• [PASSAGE SHOWN]:
Heya, I'm trying to figure out how the whole component model works, including the canonical ABI (with the goal of compiling my own language to it). I've noticed a few things:
From https://github.com/WebAssembly/component-model/blob/main/design/mvp/CanonicalABI.md:
As an optimization, flags are represented as packed bit-vectors. Like variant discriminants, flags use the smallest integer that fits all the bits, falling back to sequences of i32s when there are more than 32 flags.
def alignment_flags(labels):
n = len(labels)
assert(0 < n <= 32)
if n <= 8: return 1
if n <= 16: return 2
return 4
First, that assert kinda confuses me. The whole case of "more than 32 flags" is not handled... anywhere, as far as I can tell. Additionally, why not use 64-bit integers too? They're primitives too. I would also say the same thing about Variant discriminators only using up to 32 bits, but honestly 4 billion variants seems like a pretty reasonable limit.
From https://github.com/WebAssembly/component-model/blob/main/design/mvp/WIT.md:
record-fields ::= record-field
| record-field ',' record-fields?
More generally, it seems like zero-sized types (and impossible types like variants with no variants) are impossible. I guess they're expected to be stripped by whatever generator that makes the WIT data?
I'll probably add further questions to this thread later, but that's it for now.
On zero-sized types you can see the rationale here: https://github.com/WebAssembly/component-model/pull/218
Interesting, thank you!
For flags we recently limited flags to 32 and haven't gotten to go back and update the abi representation
The plan is to increase the limit to 64 in the future and use i64 for the representation
Some minor extra changes are needed in the spec though to fully handle this
Ah, fair enough!

• [DIRECTIVES]:
[1] Reproduce the part of the forum thread starting with "assert(0 < n" and going on through "it for now.".
[2] According to the forum thread, what is the future plan for flags?
The records have no connection to the forum thread.

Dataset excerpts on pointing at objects
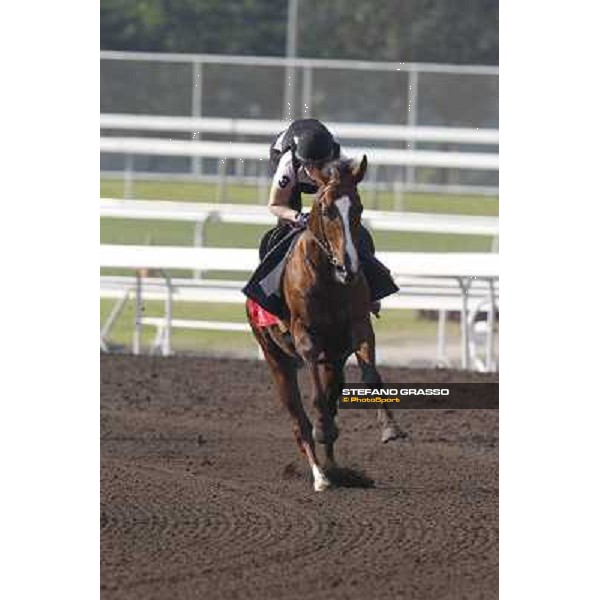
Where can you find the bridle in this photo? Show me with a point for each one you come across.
(323, 243)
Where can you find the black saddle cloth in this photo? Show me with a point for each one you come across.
(264, 287)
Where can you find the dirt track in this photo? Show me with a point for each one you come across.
(206, 496)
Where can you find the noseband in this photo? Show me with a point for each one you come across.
(324, 244)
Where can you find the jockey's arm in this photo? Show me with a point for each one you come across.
(279, 202)
(284, 180)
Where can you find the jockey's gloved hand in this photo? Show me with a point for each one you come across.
(301, 220)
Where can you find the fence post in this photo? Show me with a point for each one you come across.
(197, 167)
(128, 177)
(306, 91)
(222, 184)
(411, 117)
(137, 331)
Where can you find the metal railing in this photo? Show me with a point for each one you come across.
(406, 95)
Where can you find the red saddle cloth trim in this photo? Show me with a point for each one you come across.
(259, 316)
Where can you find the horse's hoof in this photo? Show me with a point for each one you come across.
(321, 484)
(320, 481)
(322, 436)
(390, 432)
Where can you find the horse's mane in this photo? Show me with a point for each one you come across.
(339, 166)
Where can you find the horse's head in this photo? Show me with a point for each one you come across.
(335, 216)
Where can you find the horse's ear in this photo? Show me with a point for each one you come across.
(359, 171)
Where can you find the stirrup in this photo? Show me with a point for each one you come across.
(376, 308)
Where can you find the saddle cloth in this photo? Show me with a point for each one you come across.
(264, 287)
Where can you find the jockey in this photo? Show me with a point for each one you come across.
(296, 154)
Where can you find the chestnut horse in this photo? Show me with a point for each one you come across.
(329, 303)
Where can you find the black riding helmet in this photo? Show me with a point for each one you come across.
(313, 142)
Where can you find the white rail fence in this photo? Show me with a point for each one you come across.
(455, 281)
(268, 129)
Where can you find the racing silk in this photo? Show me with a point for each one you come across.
(291, 175)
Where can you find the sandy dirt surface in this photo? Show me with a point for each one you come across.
(205, 495)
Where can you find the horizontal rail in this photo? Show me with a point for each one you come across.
(259, 215)
(425, 264)
(318, 63)
(242, 150)
(362, 131)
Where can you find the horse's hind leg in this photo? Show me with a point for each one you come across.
(284, 370)
(333, 379)
(365, 356)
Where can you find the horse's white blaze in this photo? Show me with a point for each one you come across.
(343, 204)
(321, 482)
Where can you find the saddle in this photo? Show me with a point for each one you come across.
(264, 287)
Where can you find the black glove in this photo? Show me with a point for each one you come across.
(301, 220)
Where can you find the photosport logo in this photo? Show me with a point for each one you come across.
(421, 395)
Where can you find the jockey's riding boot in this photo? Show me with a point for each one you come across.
(376, 308)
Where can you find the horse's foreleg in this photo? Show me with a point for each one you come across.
(365, 355)
(307, 349)
(284, 371)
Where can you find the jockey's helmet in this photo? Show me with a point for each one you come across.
(315, 146)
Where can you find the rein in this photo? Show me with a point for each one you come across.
(324, 244)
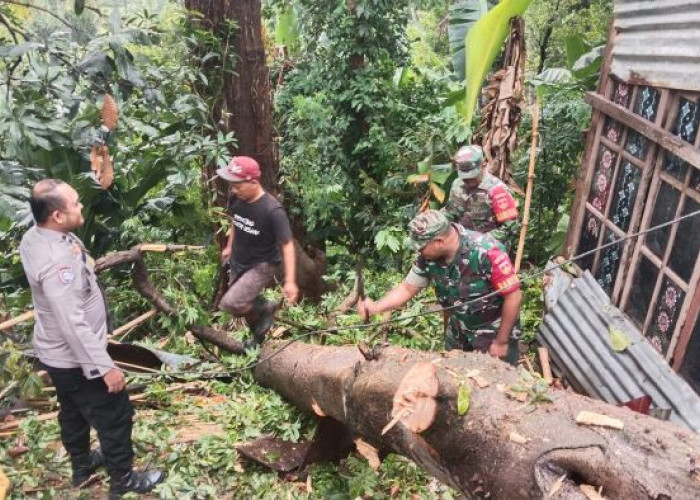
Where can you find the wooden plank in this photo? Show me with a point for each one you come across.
(651, 131)
(688, 322)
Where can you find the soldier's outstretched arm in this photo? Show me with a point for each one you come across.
(393, 299)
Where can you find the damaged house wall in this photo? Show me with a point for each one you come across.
(641, 168)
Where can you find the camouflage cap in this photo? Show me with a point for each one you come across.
(427, 226)
(468, 161)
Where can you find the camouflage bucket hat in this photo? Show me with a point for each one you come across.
(468, 161)
(426, 227)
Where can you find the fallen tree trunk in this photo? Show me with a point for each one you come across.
(502, 446)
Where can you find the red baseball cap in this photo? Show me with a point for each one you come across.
(240, 169)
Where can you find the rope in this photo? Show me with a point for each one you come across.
(400, 318)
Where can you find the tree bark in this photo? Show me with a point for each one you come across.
(502, 447)
(246, 109)
(246, 105)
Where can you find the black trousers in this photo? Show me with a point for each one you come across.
(86, 403)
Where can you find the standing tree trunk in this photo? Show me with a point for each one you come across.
(242, 105)
(500, 447)
(245, 103)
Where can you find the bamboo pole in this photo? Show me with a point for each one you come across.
(544, 361)
(4, 485)
(25, 316)
(530, 182)
(127, 327)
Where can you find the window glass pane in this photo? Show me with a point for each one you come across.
(686, 245)
(664, 210)
(687, 119)
(663, 322)
(602, 177)
(647, 103)
(612, 129)
(642, 290)
(674, 166)
(588, 240)
(690, 369)
(621, 93)
(624, 195)
(609, 263)
(695, 180)
(636, 144)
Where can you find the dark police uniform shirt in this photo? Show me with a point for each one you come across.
(70, 328)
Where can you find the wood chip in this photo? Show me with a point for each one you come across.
(278, 332)
(369, 452)
(591, 493)
(556, 486)
(481, 382)
(317, 409)
(518, 438)
(414, 401)
(590, 418)
(309, 489)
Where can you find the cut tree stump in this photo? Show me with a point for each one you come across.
(510, 443)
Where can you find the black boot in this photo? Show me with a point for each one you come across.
(84, 467)
(138, 482)
(259, 319)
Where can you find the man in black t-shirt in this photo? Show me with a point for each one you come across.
(259, 240)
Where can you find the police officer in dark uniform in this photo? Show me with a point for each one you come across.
(70, 339)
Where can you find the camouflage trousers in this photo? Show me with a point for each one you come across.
(458, 336)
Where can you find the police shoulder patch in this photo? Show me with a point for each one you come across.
(65, 274)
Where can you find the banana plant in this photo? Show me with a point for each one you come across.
(483, 43)
(583, 63)
(436, 178)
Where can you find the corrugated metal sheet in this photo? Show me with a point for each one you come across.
(576, 332)
(657, 41)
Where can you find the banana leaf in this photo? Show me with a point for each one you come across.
(483, 44)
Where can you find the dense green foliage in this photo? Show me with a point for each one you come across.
(351, 132)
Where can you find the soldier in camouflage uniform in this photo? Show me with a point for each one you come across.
(464, 266)
(481, 201)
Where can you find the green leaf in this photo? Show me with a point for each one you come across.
(483, 43)
(12, 51)
(575, 48)
(438, 192)
(417, 178)
(618, 339)
(425, 164)
(287, 29)
(463, 397)
(440, 173)
(463, 15)
(589, 63)
(553, 76)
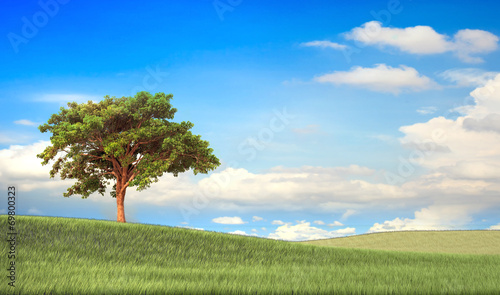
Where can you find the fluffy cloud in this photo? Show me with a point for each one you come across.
(309, 129)
(335, 223)
(291, 189)
(324, 44)
(495, 227)
(257, 218)
(427, 110)
(468, 77)
(304, 231)
(229, 220)
(19, 163)
(348, 213)
(465, 148)
(424, 40)
(435, 217)
(381, 78)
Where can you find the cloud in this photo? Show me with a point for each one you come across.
(257, 218)
(427, 110)
(435, 217)
(335, 223)
(19, 162)
(468, 77)
(12, 137)
(324, 44)
(472, 142)
(424, 40)
(348, 213)
(495, 227)
(304, 231)
(25, 122)
(292, 189)
(309, 129)
(229, 220)
(489, 123)
(381, 78)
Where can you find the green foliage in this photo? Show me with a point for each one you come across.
(127, 138)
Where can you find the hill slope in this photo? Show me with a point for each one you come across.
(461, 242)
(81, 256)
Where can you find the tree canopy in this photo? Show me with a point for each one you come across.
(129, 139)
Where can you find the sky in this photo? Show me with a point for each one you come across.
(330, 118)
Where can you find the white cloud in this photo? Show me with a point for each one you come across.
(335, 223)
(424, 40)
(435, 217)
(467, 42)
(257, 218)
(25, 122)
(427, 110)
(309, 129)
(468, 77)
(348, 213)
(303, 231)
(465, 148)
(19, 162)
(495, 227)
(381, 78)
(324, 44)
(11, 137)
(229, 220)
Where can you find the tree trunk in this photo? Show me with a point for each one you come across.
(120, 199)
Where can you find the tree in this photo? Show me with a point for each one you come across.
(128, 139)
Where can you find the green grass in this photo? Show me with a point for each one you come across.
(460, 242)
(79, 256)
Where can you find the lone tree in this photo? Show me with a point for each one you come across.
(128, 139)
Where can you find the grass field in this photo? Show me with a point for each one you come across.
(79, 256)
(460, 242)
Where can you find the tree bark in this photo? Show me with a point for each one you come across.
(120, 200)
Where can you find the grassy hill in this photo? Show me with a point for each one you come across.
(79, 256)
(461, 242)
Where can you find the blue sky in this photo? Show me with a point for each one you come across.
(331, 118)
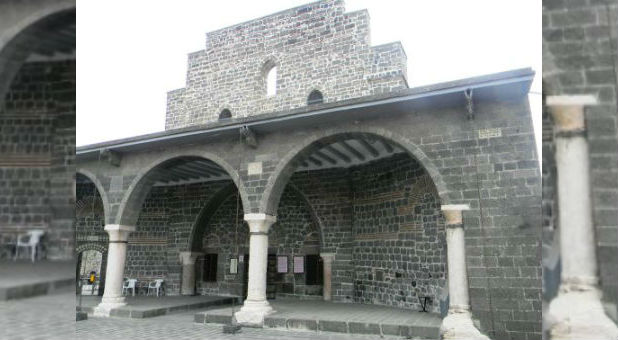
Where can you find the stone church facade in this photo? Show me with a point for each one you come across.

• [TASK ANSWERS]:
[1]
assert(0 < n <= 32)
if n <= 8: return 1
if n <= 16: return 2
return 4
First, that assert kinda confuses me. The whole case of "more than 32 flags" is not handled... anywhere, as far as I can tell. Additionally, why not use 64-bit integers too? They're primitives too. I would also say the same thing about Variant discriminators only using up to 32 bits, but honestly 4 billion variants seems like a pretty reasonable limit.
From https://github.com/WebAssembly/component-model/blob/main/design/mvp/WIT.md:
record-fields ::= record-field
| record-field ',' record-fields?
More generally, it seems like zero-sized types (and impossible types like variants with no variants) are impossible. I guess they're expected to be stripped by whatever generator that makes the WIT data?
I'll probably add further questions to this thread later, but that's it for now.

[2] The plan is to raise the limit to 64 and use i64 for the representation.